▸ **YOUR OBJECTIVE**
Rewrite the stretch of items from the line containing "Please indicate the cabinet top" through the end of the items, changing every "cabinet" to "cupboard" and leaving everything else unchanged.

◆ ◆ ◆ ◆

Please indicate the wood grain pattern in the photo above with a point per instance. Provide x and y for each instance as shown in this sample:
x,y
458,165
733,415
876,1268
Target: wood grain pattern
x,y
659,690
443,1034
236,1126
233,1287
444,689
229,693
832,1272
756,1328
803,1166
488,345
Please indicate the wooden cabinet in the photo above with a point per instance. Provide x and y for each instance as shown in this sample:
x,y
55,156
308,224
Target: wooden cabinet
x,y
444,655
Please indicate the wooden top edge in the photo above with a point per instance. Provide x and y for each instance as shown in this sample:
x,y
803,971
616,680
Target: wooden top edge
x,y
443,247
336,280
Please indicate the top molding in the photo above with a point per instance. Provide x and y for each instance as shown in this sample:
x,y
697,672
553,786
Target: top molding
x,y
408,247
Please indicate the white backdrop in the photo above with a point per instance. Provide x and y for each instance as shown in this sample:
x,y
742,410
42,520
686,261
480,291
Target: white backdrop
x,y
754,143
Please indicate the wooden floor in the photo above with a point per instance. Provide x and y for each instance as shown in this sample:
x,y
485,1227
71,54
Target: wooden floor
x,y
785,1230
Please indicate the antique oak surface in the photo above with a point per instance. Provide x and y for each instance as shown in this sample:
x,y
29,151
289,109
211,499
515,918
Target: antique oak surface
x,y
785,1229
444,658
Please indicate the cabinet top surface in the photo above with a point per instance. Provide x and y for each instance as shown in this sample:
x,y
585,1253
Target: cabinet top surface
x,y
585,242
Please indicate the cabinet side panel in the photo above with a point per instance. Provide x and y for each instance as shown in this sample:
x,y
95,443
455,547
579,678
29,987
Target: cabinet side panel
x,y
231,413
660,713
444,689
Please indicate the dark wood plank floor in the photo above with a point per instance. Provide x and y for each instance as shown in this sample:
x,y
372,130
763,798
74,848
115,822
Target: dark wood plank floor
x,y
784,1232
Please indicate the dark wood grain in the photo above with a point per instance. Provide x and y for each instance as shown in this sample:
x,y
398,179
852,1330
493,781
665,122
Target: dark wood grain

◆ ◆ ◆ ◆

▸ **TASK ANSWER**
Please indicate the cupboard top surface in the photo above with a point per instance. Provide x and y for each instance as shown in this sample:
x,y
585,1253
Target: cupboard top surface
x,y
585,242
Please indicate the cupboard side panel in the photo above with a point per instance. Provide x and y for each instance as shown in this sample:
x,y
95,443
455,547
579,678
29,987
Target: cupboard side panel
x,y
231,413
660,713
444,689
Please indicate the dark wood plank floor in the photo above with a point per instance. Provide x and y for each instance as shown in this sample:
x,y
372,130
763,798
74,848
115,822
Target: dark wood plank floor
x,y
784,1232
Please indicate the dark wood grain in the photo above with a point per instance. Provide x and y for each instance as shown in this sample:
x,y
398,179
852,1330
493,781
665,122
Target: dark wood grain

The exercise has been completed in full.